## The problem:
Select every line of the data below that contains the string "stone", matching its case exactly, and reproduce each selected line in full.

## Provided data:
• • •

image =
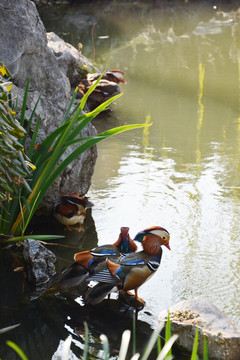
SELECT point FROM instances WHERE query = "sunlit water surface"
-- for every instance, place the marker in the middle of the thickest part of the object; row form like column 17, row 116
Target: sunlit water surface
column 182, row 69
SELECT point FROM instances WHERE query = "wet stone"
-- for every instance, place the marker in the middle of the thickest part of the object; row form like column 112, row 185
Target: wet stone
column 40, row 262
column 222, row 333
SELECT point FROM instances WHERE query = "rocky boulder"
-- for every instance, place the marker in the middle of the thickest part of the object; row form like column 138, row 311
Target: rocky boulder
column 24, row 50
column 40, row 262
column 223, row 335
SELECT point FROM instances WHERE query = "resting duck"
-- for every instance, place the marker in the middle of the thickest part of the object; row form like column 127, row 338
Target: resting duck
column 106, row 89
column 90, row 261
column 130, row 272
column 71, row 210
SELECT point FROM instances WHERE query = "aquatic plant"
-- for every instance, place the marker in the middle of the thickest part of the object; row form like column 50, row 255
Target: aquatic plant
column 17, row 211
column 15, row 166
column 164, row 353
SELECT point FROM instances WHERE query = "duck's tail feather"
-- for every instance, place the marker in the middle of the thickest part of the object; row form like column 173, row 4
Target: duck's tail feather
column 96, row 294
column 73, row 276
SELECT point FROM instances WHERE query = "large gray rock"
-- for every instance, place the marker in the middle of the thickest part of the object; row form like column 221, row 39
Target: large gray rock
column 24, row 50
column 223, row 335
column 74, row 65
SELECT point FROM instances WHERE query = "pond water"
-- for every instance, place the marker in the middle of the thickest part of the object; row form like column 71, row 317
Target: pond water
column 182, row 67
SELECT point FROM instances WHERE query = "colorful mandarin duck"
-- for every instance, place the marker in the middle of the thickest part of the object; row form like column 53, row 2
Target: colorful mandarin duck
column 106, row 89
column 71, row 210
column 131, row 271
column 90, row 261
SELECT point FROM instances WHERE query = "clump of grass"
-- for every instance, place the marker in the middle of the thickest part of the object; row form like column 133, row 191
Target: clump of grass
column 17, row 211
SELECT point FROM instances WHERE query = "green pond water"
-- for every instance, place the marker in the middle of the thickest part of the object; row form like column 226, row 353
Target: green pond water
column 182, row 66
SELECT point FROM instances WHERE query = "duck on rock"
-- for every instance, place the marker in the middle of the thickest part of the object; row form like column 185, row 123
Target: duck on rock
column 106, row 89
column 131, row 271
column 91, row 261
column 71, row 210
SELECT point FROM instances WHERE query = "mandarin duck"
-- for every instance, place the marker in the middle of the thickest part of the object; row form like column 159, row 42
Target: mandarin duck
column 89, row 261
column 71, row 210
column 106, row 89
column 131, row 271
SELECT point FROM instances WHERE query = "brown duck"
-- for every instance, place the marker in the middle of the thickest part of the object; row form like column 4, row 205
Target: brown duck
column 106, row 89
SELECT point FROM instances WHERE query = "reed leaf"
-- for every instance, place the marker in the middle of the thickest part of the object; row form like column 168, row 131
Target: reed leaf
column 205, row 348
column 105, row 345
column 124, row 345
column 164, row 354
column 152, row 342
column 86, row 342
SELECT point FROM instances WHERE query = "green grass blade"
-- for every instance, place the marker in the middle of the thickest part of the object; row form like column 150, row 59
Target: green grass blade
column 166, row 348
column 16, row 348
column 152, row 342
column 8, row 328
column 205, row 348
column 134, row 343
column 34, row 137
column 159, row 344
column 195, row 347
column 168, row 333
column 105, row 345
column 90, row 90
column 24, row 104
column 124, row 344
column 66, row 348
column 34, row 237
column 66, row 115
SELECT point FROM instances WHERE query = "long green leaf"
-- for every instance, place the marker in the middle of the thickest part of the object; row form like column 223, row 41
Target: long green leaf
column 34, row 137
column 124, row 345
column 24, row 104
column 85, row 352
column 65, row 118
column 205, row 348
column 105, row 344
column 195, row 346
column 34, row 237
column 152, row 342
column 168, row 333
column 166, row 348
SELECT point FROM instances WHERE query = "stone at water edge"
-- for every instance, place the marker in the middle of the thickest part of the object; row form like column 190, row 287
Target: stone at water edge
column 39, row 260
column 222, row 333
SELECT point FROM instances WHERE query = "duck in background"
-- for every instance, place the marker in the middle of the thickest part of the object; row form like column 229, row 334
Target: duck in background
column 71, row 210
column 91, row 261
column 106, row 89
column 131, row 271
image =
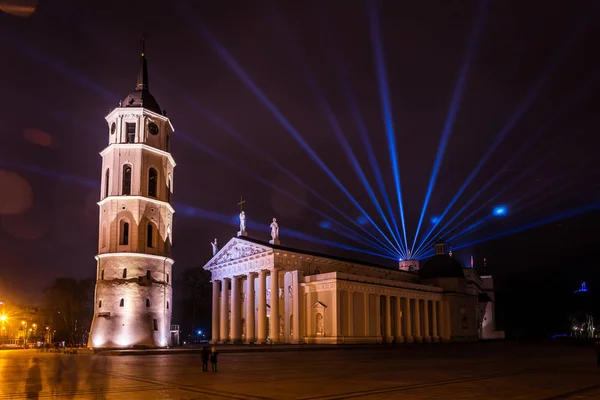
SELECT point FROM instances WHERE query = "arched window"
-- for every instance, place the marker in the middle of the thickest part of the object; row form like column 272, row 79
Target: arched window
column 149, row 237
column 126, row 179
column 124, row 233
column 106, row 181
column 152, row 182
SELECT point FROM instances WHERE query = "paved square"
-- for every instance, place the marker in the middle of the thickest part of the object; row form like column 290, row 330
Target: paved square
column 455, row 371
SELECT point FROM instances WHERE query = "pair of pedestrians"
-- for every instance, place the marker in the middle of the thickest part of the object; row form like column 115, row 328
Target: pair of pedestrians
column 207, row 355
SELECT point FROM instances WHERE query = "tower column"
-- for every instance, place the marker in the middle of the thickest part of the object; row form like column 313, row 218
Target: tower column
column 225, row 310
column 426, row 336
column 387, row 320
column 236, row 333
column 399, row 336
column 250, row 320
column 275, row 318
column 262, row 306
column 418, row 337
column 215, row 312
column 434, row 306
column 408, row 321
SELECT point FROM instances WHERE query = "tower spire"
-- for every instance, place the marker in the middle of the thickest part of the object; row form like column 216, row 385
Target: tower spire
column 142, row 81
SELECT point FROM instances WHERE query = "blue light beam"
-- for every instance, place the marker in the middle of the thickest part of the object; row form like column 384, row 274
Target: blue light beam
column 521, row 109
column 294, row 52
column 453, row 110
column 253, row 87
column 386, row 105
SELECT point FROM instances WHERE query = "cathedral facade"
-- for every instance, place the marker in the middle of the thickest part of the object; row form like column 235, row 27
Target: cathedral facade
column 266, row 293
column 133, row 296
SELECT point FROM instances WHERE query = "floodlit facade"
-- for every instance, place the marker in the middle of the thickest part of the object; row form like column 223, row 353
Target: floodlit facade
column 133, row 295
column 321, row 299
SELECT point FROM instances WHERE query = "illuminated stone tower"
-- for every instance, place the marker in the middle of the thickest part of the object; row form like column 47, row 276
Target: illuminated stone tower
column 133, row 281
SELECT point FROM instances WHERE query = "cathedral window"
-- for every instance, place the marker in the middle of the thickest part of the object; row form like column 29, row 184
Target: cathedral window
column 150, row 238
column 152, row 182
column 126, row 179
column 124, row 233
column 106, row 180
column 130, row 132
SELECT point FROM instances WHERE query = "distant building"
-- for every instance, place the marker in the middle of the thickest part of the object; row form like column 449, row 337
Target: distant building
column 133, row 300
column 321, row 299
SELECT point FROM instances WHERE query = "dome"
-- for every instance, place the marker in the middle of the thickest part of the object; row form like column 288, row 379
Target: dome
column 441, row 266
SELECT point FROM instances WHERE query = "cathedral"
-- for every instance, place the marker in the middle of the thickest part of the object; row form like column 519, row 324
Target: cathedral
column 262, row 292
column 267, row 293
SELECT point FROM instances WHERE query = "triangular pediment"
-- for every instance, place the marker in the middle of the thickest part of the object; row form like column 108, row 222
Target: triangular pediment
column 236, row 249
column 318, row 304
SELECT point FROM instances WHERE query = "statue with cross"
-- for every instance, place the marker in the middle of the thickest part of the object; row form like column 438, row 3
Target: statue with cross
column 242, row 231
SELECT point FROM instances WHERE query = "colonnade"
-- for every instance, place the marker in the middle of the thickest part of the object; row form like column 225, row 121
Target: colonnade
column 227, row 311
column 416, row 327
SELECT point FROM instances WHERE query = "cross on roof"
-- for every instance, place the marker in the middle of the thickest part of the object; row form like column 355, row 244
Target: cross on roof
column 241, row 203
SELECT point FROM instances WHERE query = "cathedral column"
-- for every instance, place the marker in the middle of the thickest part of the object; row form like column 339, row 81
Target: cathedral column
column 297, row 302
column 399, row 337
column 250, row 337
column 350, row 313
column 435, row 336
column 215, row 311
column 426, row 336
column 236, row 332
column 388, row 320
column 447, row 321
column 262, row 306
column 366, row 307
column 408, row 321
column 275, row 318
column 418, row 337
column 378, row 316
column 225, row 310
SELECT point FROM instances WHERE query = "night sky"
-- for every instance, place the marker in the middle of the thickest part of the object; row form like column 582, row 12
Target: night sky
column 534, row 66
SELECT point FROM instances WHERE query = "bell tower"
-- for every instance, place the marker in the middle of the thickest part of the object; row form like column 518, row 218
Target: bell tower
column 133, row 298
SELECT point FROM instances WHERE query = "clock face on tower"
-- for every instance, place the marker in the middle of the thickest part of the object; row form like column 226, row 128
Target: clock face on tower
column 153, row 128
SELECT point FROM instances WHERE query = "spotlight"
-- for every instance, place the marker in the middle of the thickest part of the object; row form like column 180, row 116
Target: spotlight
column 500, row 211
column 325, row 224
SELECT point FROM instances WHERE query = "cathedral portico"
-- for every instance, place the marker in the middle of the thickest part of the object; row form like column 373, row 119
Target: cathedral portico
column 267, row 293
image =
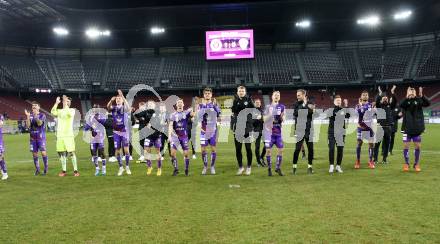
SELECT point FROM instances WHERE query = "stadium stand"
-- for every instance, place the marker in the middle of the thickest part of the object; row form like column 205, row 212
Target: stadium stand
column 430, row 61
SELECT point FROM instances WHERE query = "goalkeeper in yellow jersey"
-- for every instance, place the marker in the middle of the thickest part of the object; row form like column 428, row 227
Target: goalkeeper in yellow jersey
column 65, row 136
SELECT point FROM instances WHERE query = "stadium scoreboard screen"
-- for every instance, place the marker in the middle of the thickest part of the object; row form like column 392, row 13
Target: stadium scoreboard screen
column 229, row 44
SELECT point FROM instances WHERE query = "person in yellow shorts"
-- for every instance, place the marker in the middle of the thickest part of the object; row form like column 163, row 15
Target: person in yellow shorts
column 65, row 136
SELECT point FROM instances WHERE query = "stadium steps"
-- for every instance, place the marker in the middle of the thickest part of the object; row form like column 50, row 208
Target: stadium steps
column 300, row 63
column 13, row 106
column 358, row 66
column 105, row 74
column 54, row 69
column 413, row 64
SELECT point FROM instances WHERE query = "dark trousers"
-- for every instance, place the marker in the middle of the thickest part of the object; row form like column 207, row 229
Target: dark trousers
column 393, row 135
column 239, row 155
column 259, row 156
column 309, row 150
column 331, row 150
column 111, row 146
column 385, row 144
column 164, row 139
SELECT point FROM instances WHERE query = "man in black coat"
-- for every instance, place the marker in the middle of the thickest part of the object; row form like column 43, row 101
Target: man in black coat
column 241, row 102
column 258, row 127
column 336, row 133
column 303, row 128
column 413, row 124
column 139, row 115
column 387, row 104
column 397, row 114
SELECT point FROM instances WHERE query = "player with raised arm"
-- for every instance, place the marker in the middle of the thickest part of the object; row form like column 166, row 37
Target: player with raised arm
column 120, row 110
column 65, row 136
column 36, row 122
column 178, row 135
column 413, row 124
column 273, row 119
column 3, row 167
column 208, row 132
column 338, row 116
column 364, row 130
column 95, row 124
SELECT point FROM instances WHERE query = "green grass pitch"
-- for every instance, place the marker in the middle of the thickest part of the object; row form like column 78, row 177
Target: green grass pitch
column 383, row 205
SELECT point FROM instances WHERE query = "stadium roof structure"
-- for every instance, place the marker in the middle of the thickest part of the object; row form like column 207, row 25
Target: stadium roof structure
column 26, row 11
column 186, row 21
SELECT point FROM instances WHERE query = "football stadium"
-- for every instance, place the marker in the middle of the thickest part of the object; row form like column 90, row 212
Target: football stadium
column 297, row 121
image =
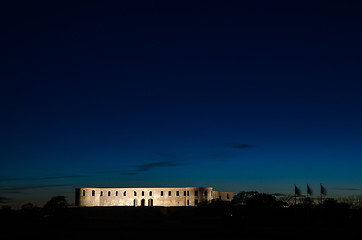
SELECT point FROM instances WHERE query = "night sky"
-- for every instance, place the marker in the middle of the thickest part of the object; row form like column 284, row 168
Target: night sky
column 236, row 96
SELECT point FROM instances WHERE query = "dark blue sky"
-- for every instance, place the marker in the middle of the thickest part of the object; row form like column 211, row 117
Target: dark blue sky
column 237, row 96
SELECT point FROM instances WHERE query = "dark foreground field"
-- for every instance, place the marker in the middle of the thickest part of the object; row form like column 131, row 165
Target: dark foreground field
column 165, row 223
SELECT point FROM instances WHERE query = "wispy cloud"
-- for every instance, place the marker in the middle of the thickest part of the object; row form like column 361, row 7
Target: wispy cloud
column 235, row 146
column 31, row 187
column 38, row 178
column 5, row 200
column 348, row 189
column 148, row 166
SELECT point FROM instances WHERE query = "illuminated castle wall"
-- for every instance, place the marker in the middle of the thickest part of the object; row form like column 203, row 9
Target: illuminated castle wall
column 166, row 197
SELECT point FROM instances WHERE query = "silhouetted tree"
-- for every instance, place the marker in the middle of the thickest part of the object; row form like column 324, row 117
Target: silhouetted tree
column 243, row 197
column 54, row 204
column 263, row 200
column 308, row 201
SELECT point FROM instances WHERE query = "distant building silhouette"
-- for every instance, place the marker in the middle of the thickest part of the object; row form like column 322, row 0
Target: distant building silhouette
column 166, row 197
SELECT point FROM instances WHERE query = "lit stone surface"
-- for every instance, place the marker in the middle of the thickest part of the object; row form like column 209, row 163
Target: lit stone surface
column 166, row 197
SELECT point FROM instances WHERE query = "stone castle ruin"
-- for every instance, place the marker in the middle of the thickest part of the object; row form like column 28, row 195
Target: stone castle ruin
column 165, row 197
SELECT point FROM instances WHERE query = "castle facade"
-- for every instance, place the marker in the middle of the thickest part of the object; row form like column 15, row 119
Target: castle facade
column 166, row 197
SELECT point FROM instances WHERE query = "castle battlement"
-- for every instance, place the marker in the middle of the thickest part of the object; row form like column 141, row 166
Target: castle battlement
column 165, row 197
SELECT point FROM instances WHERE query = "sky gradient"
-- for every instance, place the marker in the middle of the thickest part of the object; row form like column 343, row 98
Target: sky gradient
column 235, row 96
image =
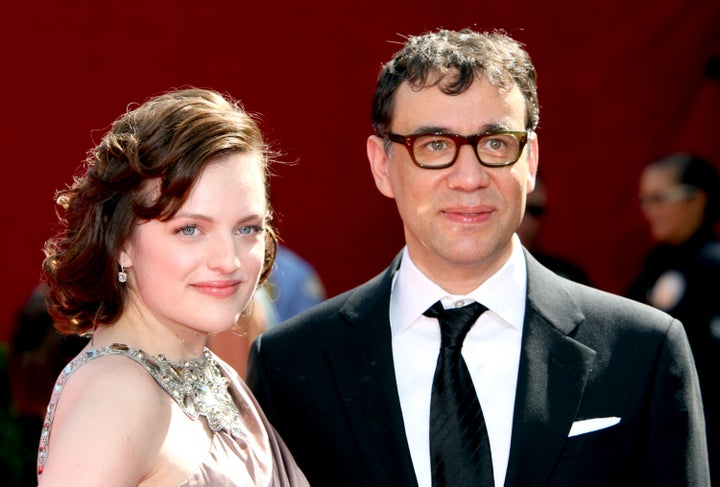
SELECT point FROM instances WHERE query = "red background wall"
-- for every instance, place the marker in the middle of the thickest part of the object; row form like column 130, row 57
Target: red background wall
column 620, row 83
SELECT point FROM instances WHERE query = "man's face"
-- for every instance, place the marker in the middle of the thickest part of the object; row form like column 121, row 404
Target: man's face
column 458, row 221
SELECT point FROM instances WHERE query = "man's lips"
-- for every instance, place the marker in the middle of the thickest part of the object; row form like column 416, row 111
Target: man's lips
column 468, row 214
column 220, row 289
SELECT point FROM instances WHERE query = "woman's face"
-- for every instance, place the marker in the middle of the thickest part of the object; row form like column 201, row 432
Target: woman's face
column 674, row 212
column 199, row 269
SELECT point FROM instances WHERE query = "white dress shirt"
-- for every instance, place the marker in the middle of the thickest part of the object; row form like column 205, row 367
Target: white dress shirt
column 491, row 351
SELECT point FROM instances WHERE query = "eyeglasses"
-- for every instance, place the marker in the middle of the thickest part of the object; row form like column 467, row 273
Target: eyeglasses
column 440, row 150
column 670, row 195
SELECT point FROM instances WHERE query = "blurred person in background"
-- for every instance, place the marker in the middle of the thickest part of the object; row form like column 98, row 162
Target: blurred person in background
column 529, row 232
column 680, row 199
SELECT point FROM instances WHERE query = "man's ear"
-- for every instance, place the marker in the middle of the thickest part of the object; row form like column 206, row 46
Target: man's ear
column 533, row 157
column 125, row 257
column 378, row 158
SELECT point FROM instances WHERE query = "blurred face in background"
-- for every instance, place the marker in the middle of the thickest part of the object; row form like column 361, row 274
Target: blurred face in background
column 673, row 211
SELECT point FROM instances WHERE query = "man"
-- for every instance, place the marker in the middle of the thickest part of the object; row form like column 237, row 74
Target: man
column 576, row 386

• • •

## Complete answer:
SELECT point FROM instances WHERE query = "wet stone"
Target: wet stone
SELECT point FROM instances WHERE query = "stone at water edge"
Target: stone at water edge
SELECT point FROM instances WHERE query = "illuminated stone tower"
Target: illuminated stone tower
SELECT point FROM instances WHERE query = "lit stone surface"
Target: lit stone surface
SELECT point FROM instances WHERE query = "stone castle ruin"
Target: stone castle ruin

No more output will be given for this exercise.